**Problem:** All entries, exactly as written, should be output again.

**Information:**
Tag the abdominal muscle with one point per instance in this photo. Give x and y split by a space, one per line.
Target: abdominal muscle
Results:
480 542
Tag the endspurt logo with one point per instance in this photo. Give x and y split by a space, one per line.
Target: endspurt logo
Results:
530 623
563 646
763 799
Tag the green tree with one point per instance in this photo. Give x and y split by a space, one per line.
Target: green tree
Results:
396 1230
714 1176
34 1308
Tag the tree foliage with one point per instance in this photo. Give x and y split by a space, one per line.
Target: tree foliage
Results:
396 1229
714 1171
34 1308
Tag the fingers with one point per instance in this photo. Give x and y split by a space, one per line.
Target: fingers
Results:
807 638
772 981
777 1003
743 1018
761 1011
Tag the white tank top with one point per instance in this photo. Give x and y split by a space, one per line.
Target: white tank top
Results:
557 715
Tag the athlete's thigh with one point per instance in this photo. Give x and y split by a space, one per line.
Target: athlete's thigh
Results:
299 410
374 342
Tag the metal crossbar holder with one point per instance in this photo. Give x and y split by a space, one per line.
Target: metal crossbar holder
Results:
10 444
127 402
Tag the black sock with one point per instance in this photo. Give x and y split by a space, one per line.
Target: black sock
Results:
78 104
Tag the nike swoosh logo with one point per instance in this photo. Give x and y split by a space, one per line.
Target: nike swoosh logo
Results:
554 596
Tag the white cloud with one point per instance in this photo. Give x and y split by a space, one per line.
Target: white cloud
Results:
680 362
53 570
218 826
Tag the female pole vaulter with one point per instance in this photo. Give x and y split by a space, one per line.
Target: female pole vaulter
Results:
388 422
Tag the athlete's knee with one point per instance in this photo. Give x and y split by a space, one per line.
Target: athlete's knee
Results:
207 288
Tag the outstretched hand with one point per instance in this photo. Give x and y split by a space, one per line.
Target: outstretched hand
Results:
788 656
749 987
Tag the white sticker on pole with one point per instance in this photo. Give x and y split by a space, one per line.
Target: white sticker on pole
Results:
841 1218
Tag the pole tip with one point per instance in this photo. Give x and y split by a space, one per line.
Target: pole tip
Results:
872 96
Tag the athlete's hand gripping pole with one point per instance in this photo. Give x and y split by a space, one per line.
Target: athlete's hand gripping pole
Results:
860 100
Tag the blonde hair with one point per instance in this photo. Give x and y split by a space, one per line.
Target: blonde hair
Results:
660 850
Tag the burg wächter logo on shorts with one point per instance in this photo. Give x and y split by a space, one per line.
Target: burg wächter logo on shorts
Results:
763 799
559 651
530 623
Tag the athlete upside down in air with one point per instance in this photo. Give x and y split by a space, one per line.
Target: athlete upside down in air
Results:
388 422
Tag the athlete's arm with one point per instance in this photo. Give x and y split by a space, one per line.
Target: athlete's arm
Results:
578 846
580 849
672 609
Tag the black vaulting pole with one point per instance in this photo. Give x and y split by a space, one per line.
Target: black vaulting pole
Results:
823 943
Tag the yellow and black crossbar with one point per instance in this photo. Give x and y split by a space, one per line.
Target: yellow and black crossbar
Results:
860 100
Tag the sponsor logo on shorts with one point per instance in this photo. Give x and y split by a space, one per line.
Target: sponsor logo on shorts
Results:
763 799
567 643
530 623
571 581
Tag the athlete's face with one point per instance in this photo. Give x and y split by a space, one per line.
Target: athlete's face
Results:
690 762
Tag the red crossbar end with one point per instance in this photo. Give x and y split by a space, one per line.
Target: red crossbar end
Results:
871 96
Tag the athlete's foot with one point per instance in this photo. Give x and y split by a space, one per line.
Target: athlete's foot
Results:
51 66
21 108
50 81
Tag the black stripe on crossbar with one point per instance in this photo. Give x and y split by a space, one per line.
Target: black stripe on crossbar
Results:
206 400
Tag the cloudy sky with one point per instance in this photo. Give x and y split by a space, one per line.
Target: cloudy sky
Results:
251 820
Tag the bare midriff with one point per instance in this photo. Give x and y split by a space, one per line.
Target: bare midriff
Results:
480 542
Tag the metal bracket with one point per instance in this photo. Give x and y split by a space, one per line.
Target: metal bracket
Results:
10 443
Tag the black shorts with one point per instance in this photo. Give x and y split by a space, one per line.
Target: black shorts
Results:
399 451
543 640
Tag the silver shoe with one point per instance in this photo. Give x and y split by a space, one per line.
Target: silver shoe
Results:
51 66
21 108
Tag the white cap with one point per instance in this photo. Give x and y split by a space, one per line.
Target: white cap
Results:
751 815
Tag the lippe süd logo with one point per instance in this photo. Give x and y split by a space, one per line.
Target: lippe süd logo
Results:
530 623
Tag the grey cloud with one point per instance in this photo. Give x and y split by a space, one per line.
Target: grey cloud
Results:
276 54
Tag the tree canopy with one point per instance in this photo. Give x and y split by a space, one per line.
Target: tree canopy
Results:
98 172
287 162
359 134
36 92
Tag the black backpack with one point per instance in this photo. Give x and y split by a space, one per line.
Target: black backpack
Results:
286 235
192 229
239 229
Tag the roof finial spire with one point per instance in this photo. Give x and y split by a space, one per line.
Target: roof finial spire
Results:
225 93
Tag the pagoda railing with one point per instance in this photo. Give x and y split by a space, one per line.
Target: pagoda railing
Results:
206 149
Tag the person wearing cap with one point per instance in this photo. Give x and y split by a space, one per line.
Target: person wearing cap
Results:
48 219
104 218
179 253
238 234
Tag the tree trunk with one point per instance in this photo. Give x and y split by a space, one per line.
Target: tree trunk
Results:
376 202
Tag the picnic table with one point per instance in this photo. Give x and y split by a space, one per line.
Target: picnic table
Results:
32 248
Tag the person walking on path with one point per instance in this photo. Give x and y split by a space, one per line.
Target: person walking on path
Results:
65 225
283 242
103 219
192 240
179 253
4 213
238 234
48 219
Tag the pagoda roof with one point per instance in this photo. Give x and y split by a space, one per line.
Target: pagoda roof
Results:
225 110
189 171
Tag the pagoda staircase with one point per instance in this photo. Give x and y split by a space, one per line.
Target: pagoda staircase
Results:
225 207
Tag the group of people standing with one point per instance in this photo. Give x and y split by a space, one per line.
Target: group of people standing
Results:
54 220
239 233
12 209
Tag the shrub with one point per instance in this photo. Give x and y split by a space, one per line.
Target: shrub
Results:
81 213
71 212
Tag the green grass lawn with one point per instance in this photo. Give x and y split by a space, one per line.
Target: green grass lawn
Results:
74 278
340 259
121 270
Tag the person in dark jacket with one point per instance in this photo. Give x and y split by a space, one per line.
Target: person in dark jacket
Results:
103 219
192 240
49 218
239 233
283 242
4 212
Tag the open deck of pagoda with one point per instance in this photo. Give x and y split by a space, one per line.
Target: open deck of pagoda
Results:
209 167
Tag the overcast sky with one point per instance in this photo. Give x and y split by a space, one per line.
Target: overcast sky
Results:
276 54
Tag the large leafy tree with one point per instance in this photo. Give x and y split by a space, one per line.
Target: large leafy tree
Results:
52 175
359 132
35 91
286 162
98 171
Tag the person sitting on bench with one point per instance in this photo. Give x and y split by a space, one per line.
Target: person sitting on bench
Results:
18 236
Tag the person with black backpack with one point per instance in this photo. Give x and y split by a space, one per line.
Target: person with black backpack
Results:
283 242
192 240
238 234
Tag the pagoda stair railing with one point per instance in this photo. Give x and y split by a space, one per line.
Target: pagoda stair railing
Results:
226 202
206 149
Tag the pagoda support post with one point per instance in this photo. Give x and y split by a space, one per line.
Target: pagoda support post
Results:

**Answer space:**
Tag the abdominal muscle with one point per instance in this photo. Give x and y split by a space, one per line.
Target: abdominal muscle
Results:
480 542
Tag the endspurt logo with one point per instance in this photo. Give x and y split by a space, one per line.
Target: endspurt logo
Results:
530 623
563 646
763 799
Tag the green tree with one point per instance in this photo. Give x and y split by a space, one per line.
Target: green tree
Results:
396 1230
714 1176
34 1308
Tag the tree foliage with one point per instance in this photo. Give x and y split by a space, one per line.
Target: tree foliage
Results:
396 1229
714 1171
34 1308
Tag the fingers with one point per instance in this photo. Give x and y split by a space, one per line.
Target: fingers
Results:
807 638
772 981
777 1003
743 1018
761 1011
Tag the white tank top with one point per instance in this photo. Give x and y split by a space, one per line.
Target: white tank top
Results:
557 715
Tag the athlete's thigh with one point per instance in this photo. Give x and y split by a space, one per line.
Target: athlete's thigh
Results:
299 410
374 342
Tag the metal crossbar holder with one point per instance in this photo. Give x and y split by a space, one per line.
Target: metal crossbar holder
Results:
10 444
127 402
Tag the black sock with one point per instance in this photo. Give x and y split by a space, one per line.
Target: black sock
Results:
78 104
Tag the nike swoosh logo with one point per instance in this photo. Give x and y split by a space, one per line.
Target: nike swoosh logo
Results:
554 596
Tag the white cloud with one point per instance in this photo. Give x and y split by a space, one per line.
Target: white cloud
Results:
680 362
53 570
218 826
Tag the female pole vaulter with one point per instance in this photo. Give x and y split by a space, one per line.
Target: female pole vaulter
Results:
388 422
Tag the athlete's knee with one point per instance in this photo. Give x and y split by a space, one per line.
Target: athlete's knee
Results:
207 288
Tag the outstretched hand with one point per instance in this photo. Give x and y split by a space, one per line.
Target: outstretched hand
Results:
788 656
749 987
Tag the white sticker on pole with one point per instance in this photo. Give x and y split by a space, one per line.
Target: white sticker on pole
Results:
841 1218
Tag the pole tip with one point per instance in this photo. Give x and y split by a space, one per line.
Target: pole tip
Results:
872 96
Tag the athlete's hand gripping pole with one point per instance in this photo. Give x and y split by a space, one per line.
Target: athlete's hand gripping pole
Results:
860 100
Tag the blonde hair with one point per instance in this photo. Give x and y split by a space, one per line.
Target: blonde hair
Results:
660 850
Tag the burg wächter logo on shorts with one point per instance in this photo. Give x and y split by a space, one per line.
Target: burg wächter logo on shorts
Results:
763 799
559 651
530 623
Tag the athlete upside down in air with one point per instance in this photo. Give x and y split by a space, one per line.
Target: athlete upside down in air
Results:
388 422
Tag the athlete's arm with one point per instance in this photo. Give x and y split by a space, one per line.
Target: athlete's arm
Results:
578 846
580 849
672 609
Tag the black vaulting pole with one point per instance in this photo. Give x and y split by a space, one per line.
Target: black vaulting pole
Results:
823 943
Tag the yellow and black crossbar with one point per instance in this photo. Give x and y split by a space, one per line.
Target: yellow and black crossbar
Results:
860 100
Tag the sponsor logo on shorts with one point per instance in this photo. Give x and y split by a space, one per line.
Target: sponsor logo on shorts
Results:
763 799
567 643
530 623
571 581
Tag the athlete's face with one point per instance in this photo. Give x and y split by a space, one per line.
Target: athlete's face
Results:
690 762
Tag the red crossbar end with one point per instance in this photo. Give x and y split by a space, one per line.
Target: red crossbar end
Results:
871 96
Tag the athlete's foot with one point per instance in this photo. Give x and y split by a space, one per line.
Target: athlete's foot
Results:
51 66
21 108
50 81
Tag the black stripe on crossbar with one point per instance in this photo. Give x and y split by a space, one per line.
Target: black stripe on crossbar
Results:
206 400
Tag the cloudy sky with one point per instance in this photo. Give x and y split by a space, one per line.
Target: cloudy sky
Results:
251 820
Tag the bare midriff with one point per instance in this photo. Give x and y split by a space, one per line.
Target: bare midriff
Results:
480 542
Tag the metal bracket with one point per instance in this photo. Give x and y split by a space, one per line.
Target: metal bracket
Results:
10 443
Tag the black shorts with one point per instance in this photo. Give x and y split by a space, one per line.
Target: black shorts
Results:
399 451
543 640
Tag the silver shoe with one point per instance in this photo. Give x and y split by a space, one per line.
Target: silver shoe
Results:
51 66
21 108
Tag the white cap with one point per instance in this photo. Give x and y split by a space, one per line.
Target: white cap
Results:
751 815
Tag the lippe süd logo with one point per instance in this photo. Give x and y split by a space, one per line.
Target: lippe süd logo
Results:
530 623
Tag the grey cloud with one point per instance in this photo. Give x and y split by a space, one per line.
Target: grey cloud
Results:
276 54
Tag the tree canopy with one point per instance in this photo. Give x and y split by a space, one per line.
Target: tree canopy
Results:
98 172
287 162
359 134
36 92
Tag the black backpack with one point per instance in this photo. Give x and y split by a space, one per line.
Target: black backpack
Results:
286 235
192 229
239 229
Tag the roof finial spire with one point per instance in this photo. Give x and y split by a space, one per line.
Target: roof finial spire
Results:
225 93
Tag the pagoda railing with one point per instance in this photo. Give x and y split by a space, one per line.
Target: pagoda railing
Results:
206 149
Tag the person wearing cap with one point per instance in this photo. Give x and y split by a space, one per line.
Target: person wearing cap
Results:
48 219
104 218
179 253
238 234
Tag the tree trunk with one point per instance in this photo. Give x and y split by a space, one per line.
Target: tree trunk
Results:
376 202
Tag the picnic table with one point per instance in this photo. Give x and y split by a space, one per line.
Target: picnic table
Results:
32 248
Tag the person walking on path with one point per instance in this photo. Give x and y split by a space, one per line.
Target: person walking on path
Results:
65 225
283 242
103 219
192 240
179 253
4 213
238 234
48 219
Tag the pagoda roof with one point per instance in this photo. Give x and y split by a space, one per line.
Target: pagoda roof
Results:
225 110
189 171
Tag the pagoda staircase with one point per instance in this photo. Give x and y split by a space, one per line.
Target: pagoda staircase
Results:
225 207
Tag the group of people standing with one point per instance in this photo. Give x and y split by a space, one per line.
Target: group of people standing
Results:
54 220
239 233
12 209
Tag the shrub with one point per instance in this photo. Give x and y split by a space, one per line.
Target: shrub
Results:
81 213
71 212
Tag the green grass lawn with one point per instance in this photo. Give x and y split by a space, one per line.
Target: green grass lawn
Results:
74 278
340 259
121 270
Tag the person in dark jacket with one point per instance in this photo. Give x and y split by a space, one per line.
Target: person in dark jacket
Results:
103 219
192 240
49 218
239 233
283 242
4 212
Tag the open deck of pagoda with one point per instance in this photo. Give x and y split by a space, one per line.
Target: open deck of pagoda
Results:
209 167
Tag the overcast sky with one point per instance in this photo. Give x and y split by a space, one per line.
Target: overcast sky
Results:
276 54
Tag the large leafy tree with one point per instance in this photo. Give x and y split by a space, one per line.
Target: large leafy tree
Results:
52 175
359 132
35 91
286 162
98 171
Tag the person sitting on bench with one point per instance in this photo. Give x and y split by a space, one per line.
Target: person sitting on bench
Results:
18 236
Tag the person with black backpack with one point per instance in this photo. Give x and y split by a space, one per line.
Target: person with black backpack
Results:
283 242
192 240
238 234
Tag the pagoda stair railing with one point per instance in this photo. Give x and y split by a space, one per line.
Target: pagoda stair railing
Results:
226 202
206 149
Tag the pagoda support post with one point per instance in this photo. Give x and y split by a space, one per line.
Target: pagoda support post
Results:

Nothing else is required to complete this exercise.